■ **TASK TO COMPLETE**
Recast every line of the entries below as a Markdown table with the columns Row and Line, numbering the rows and omitting blank lines.

■ **AVAILABLE DATA**
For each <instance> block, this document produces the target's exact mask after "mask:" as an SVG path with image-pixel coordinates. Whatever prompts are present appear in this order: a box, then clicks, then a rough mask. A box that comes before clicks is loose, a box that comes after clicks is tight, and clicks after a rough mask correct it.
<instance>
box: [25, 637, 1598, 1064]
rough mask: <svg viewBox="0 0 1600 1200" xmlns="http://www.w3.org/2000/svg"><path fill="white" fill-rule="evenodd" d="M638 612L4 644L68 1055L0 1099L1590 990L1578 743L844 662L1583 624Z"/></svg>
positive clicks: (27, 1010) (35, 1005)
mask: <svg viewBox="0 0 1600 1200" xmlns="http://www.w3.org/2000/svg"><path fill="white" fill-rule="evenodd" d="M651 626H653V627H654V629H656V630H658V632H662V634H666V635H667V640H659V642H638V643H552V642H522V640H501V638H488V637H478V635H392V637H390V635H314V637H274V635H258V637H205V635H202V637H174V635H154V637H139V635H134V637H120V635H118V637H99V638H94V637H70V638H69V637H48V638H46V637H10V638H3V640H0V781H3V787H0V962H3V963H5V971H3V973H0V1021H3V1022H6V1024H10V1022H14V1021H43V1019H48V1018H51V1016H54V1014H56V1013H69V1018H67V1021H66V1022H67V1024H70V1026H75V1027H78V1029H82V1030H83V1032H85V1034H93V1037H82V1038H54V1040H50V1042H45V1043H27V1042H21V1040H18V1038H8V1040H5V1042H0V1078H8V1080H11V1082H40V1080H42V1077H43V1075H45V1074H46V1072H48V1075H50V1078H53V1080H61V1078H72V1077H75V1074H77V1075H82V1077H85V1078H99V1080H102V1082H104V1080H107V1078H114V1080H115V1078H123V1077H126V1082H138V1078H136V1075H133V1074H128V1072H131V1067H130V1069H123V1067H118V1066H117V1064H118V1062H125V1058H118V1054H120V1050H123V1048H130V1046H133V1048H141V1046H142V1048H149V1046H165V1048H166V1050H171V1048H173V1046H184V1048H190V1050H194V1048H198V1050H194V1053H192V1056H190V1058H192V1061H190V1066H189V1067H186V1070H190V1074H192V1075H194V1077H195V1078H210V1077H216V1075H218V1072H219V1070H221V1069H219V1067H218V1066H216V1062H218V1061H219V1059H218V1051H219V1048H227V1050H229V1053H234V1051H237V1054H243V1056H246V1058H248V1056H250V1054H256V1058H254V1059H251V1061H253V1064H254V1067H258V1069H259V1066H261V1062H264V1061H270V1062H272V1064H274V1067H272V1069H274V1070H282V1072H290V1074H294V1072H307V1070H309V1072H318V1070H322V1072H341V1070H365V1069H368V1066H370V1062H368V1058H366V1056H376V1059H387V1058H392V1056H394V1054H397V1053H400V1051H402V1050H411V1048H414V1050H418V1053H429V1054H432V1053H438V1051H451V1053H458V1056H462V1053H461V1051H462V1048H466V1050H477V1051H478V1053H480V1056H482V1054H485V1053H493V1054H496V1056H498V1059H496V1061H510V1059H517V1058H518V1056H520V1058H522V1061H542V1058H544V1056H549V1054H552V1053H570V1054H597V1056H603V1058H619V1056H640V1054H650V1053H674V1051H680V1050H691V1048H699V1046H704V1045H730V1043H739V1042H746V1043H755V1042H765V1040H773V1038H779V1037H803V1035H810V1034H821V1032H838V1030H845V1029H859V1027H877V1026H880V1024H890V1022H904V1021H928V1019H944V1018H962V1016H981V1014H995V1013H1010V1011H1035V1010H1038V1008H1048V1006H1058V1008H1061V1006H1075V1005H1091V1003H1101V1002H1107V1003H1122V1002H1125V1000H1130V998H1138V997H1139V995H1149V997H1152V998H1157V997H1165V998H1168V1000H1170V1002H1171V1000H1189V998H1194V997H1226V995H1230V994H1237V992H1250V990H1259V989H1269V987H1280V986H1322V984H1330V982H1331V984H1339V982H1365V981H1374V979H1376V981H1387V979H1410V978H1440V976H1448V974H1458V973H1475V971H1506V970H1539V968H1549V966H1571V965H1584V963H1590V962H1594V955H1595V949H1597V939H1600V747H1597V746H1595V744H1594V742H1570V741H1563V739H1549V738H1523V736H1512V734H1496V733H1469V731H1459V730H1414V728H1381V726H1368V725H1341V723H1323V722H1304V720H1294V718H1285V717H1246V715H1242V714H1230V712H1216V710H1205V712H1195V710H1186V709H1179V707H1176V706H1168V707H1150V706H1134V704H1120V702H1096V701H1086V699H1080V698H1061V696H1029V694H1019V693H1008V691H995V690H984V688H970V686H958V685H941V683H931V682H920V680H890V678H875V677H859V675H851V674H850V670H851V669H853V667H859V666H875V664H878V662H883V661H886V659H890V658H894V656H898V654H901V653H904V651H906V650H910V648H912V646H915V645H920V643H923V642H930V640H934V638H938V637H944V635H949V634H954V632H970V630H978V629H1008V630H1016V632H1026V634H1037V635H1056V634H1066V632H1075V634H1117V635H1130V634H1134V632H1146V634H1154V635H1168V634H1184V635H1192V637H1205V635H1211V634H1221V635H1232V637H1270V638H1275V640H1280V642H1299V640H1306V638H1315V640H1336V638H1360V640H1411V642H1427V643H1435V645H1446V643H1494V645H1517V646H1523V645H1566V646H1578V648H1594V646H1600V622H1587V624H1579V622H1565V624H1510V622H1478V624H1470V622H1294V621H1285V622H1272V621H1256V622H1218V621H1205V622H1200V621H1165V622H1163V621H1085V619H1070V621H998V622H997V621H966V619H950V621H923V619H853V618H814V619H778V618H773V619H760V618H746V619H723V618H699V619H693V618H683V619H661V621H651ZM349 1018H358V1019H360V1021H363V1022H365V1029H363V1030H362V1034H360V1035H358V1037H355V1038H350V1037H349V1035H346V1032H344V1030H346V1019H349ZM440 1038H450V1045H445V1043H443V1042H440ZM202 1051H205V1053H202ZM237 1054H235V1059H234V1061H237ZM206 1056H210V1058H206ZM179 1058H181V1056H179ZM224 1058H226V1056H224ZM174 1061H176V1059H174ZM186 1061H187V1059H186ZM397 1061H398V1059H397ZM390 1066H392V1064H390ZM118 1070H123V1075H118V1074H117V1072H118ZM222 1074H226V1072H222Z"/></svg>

■ **RESPONSE TO THIS TASK**
| Row | Line |
|---|---|
| 1 | For each <instance> block, this document produces the target's exact mask after "mask:" as an SVG path with image-pixel coordinates. Whatever prompts are present appear in this order: a box, then clicks, then a rough mask. A box that comes before clicks is loose, a box that comes after clicks is tight, and clicks after a rough mask correct it. |
| 2 | <instance> |
| 3 | box: [25, 637, 1598, 1064] |
| 4 | rough mask: <svg viewBox="0 0 1600 1200" xmlns="http://www.w3.org/2000/svg"><path fill="white" fill-rule="evenodd" d="M638 612L4 644L68 1055L0 1099L1590 990L1578 743L844 662L1583 624Z"/></svg> |
| 5 | positive clicks: (27, 1010) (35, 1005) |
| 6 | mask: <svg viewBox="0 0 1600 1200" xmlns="http://www.w3.org/2000/svg"><path fill="white" fill-rule="evenodd" d="M651 626H653V627H654V629H656V630H658V632H662V634H666V635H667V640H659V642H638V643H552V642H522V640H501V638H488V637H478V635H392V637H390V635H314V637H274V635H258V637H205V635H202V637H174V635H154V637H139V635H134V637H120V635H118V637H99V638H94V637H70V638H69V637H48V638H46V637H10V638H3V640H0V781H3V787H0V962H3V963H5V971H3V973H0V1021H3V1022H6V1024H10V1022H14V1021H43V1019H48V1018H51V1016H54V1014H56V1013H69V1018H67V1021H66V1022H67V1024H70V1026H75V1027H78V1029H82V1030H83V1032H85V1034H93V1037H82V1038H54V1040H50V1042H45V1043H27V1042H21V1040H18V1038H8V1040H5V1042H0V1078H8V1080H11V1082H40V1080H42V1077H43V1075H45V1074H46V1072H48V1075H50V1078H53V1080H61V1078H72V1077H75V1074H77V1075H82V1077H85V1078H99V1080H102V1082H104V1080H107V1078H114V1080H115V1078H123V1077H126V1082H138V1078H136V1075H133V1074H128V1072H131V1067H130V1069H123V1067H118V1066H117V1064H118V1062H125V1058H118V1054H120V1050H123V1048H130V1046H133V1048H141V1046H142V1048H149V1046H165V1048H166V1050H171V1048H173V1046H184V1048H190V1050H194V1048H198V1050H194V1053H192V1056H190V1058H192V1061H190V1066H189V1067H186V1070H190V1074H192V1075H194V1077H195V1078H210V1077H216V1075H218V1072H219V1070H221V1069H219V1067H218V1066H216V1062H218V1061H219V1059H218V1051H219V1048H227V1050H229V1053H234V1051H237V1054H243V1056H246V1058H248V1056H250V1054H256V1058H254V1059H251V1061H253V1064H254V1067H258V1069H259V1066H261V1062H264V1061H270V1062H272V1064H274V1067H272V1069H274V1070H282V1072H290V1074H294V1072H307V1070H309V1072H318V1070H322V1072H341V1070H365V1069H368V1066H370V1062H368V1058H366V1056H376V1059H387V1058H392V1056H394V1054H397V1053H400V1051H402V1050H411V1048H414V1050H418V1053H429V1054H432V1053H438V1051H451V1053H458V1056H462V1053H461V1051H462V1048H466V1050H477V1051H478V1053H480V1056H482V1054H485V1053H493V1054H496V1056H498V1059H496V1061H510V1059H517V1058H518V1056H520V1058H522V1061H542V1058H544V1056H549V1054H552V1053H570V1054H597V1056H603V1058H619V1056H640V1054H650V1053H674V1051H680V1050H691V1048H699V1046H704V1045H730V1043H739V1042H746V1043H755V1042H765V1040H773V1038H779V1037H803V1035H810V1034H821V1032H838V1030H845V1029H859V1027H877V1026H880V1024H890V1022H904V1021H928V1019H944V1018H962V1016H981V1014H995V1013H1010V1011H1035V1010H1038V1008H1048V1006H1058V1008H1061V1006H1075V1005H1091V1003H1101V1002H1107V1003H1122V1002H1125V1000H1130V998H1138V997H1139V995H1149V997H1152V998H1157V997H1165V998H1168V1000H1170V1002H1171V1000H1189V998H1194V997H1226V995H1230V994H1237V992H1250V990H1259V989H1269V987H1280V986H1322V984H1330V982H1331V984H1339V982H1365V981H1374V979H1376V981H1387V979H1410V978H1440V976H1448V974H1458V973H1475V971H1506V970H1539V968H1549V966H1571V965H1584V963H1590V962H1594V955H1595V949H1597V939H1600V747H1597V746H1595V744H1594V742H1570V741H1563V739H1549V738H1523V736H1512V734H1496V733H1469V731H1459V730H1414V728H1381V726H1368V725H1341V723H1323V722H1304V720H1294V718H1285V717H1246V715H1242V714H1230V712H1216V710H1205V712H1195V710H1186V709H1179V707H1176V706H1168V707H1150V706H1134V704H1120V702H1096V701H1086V699H1080V698H1061V696H1029V694H1019V693H1008V691H995V690H984V688H970V686H958V685H941V683H931V682H920V680H890V678H875V677H859V675H851V674H850V670H851V669H853V667H859V666H875V664H878V662H883V661H886V659H890V658H894V656H898V654H901V653H904V651H906V650H910V648H912V646H915V645H920V643H923V642H930V640H934V638H938V637H944V635H949V634H954V632H970V630H978V629H1008V630H1016V632H1026V634H1037V635H1056V634H1066V632H1075V634H1117V635H1130V634H1134V632H1146V634H1154V635H1168V634H1184V635H1192V637H1205V635H1211V634H1221V635H1232V637H1270V638H1275V640H1280V642H1299V640H1306V638H1315V640H1336V638H1360V640H1411V642H1427V643H1435V645H1446V643H1494V645H1517V646H1523V645H1566V646H1578V648H1594V646H1600V622H1587V624H1579V622H1565V624H1510V622H1478V624H1470V622H1294V621H1285V622H1272V621H1256V622H1218V621H1205V622H1200V621H1165V622H1163V621H1085V619H1070V621H998V622H997V621H966V619H950V621H923V619H853V618H814V619H778V618H773V619H760V618H746V619H723V618H699V619H693V618H683V619H661V621H651ZM349 1018H358V1019H360V1021H363V1022H365V1029H363V1030H362V1034H360V1035H358V1037H355V1038H350V1037H349V1035H346V1032H344V1030H346V1019H349ZM440 1038H450V1045H445V1043H443V1042H440ZM202 1051H205V1053H202ZM237 1054H235V1059H234V1061H237ZM206 1056H210V1058H206ZM179 1058H181V1056H179ZM224 1058H226V1056H224ZM174 1061H176V1059H174ZM186 1061H187V1059H186ZM397 1061H398V1059H397ZM390 1066H392V1064H390ZM118 1070H123V1075H118V1074H117V1072H118ZM222 1074H226V1072H222Z"/></svg> |